Saved entries:
-- begin --
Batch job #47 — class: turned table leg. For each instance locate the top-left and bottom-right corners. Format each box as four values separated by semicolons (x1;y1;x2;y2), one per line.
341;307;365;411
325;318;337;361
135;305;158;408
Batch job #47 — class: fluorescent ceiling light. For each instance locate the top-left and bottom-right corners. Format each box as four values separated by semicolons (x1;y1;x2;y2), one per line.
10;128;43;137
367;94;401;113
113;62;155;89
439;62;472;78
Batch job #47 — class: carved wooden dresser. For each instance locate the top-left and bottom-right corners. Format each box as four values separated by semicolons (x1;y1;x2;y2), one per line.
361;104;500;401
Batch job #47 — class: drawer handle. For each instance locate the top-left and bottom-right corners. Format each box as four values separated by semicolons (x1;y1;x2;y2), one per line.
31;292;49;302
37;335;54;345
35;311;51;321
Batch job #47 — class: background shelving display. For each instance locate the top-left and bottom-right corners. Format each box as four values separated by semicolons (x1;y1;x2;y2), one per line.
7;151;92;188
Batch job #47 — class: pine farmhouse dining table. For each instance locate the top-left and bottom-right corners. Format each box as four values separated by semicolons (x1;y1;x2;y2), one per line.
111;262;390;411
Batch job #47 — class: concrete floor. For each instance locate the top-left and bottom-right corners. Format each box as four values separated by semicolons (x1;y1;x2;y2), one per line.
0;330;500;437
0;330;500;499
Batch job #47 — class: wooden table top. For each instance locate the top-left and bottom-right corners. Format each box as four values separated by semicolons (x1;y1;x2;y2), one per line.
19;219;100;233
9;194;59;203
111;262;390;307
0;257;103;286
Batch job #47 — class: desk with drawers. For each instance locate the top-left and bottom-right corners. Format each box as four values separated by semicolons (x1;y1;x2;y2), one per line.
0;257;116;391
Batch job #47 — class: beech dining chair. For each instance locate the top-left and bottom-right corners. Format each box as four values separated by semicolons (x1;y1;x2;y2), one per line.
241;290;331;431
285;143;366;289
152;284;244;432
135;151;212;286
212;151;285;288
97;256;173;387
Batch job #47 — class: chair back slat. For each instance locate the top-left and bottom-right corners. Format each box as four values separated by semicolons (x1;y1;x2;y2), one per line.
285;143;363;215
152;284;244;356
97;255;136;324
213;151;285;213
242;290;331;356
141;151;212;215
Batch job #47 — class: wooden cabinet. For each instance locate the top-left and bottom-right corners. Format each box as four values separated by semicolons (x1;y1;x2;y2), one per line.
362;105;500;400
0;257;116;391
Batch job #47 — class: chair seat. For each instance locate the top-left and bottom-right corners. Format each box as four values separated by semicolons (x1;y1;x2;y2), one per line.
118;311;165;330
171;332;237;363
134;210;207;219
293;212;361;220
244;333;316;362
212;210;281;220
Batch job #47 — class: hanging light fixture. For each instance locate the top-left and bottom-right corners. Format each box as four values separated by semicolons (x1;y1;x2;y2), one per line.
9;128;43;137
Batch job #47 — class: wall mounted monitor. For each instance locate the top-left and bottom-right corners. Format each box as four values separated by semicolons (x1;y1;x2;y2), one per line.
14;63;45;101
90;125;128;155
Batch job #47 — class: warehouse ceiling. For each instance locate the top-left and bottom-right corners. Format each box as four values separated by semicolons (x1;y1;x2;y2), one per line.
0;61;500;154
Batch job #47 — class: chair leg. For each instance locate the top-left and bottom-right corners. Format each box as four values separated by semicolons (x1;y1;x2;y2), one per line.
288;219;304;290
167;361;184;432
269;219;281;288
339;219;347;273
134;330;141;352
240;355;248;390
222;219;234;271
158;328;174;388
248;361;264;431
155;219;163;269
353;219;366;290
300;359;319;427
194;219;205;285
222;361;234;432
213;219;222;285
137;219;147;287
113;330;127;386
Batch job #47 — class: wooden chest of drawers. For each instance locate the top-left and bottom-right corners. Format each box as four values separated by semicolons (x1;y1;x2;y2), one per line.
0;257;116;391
-- end --
_What is needed:_ How many lines of the material contain the string "drawers"? Treat uppercase and lowercase as different, and give only the number.

_Written response:_ 2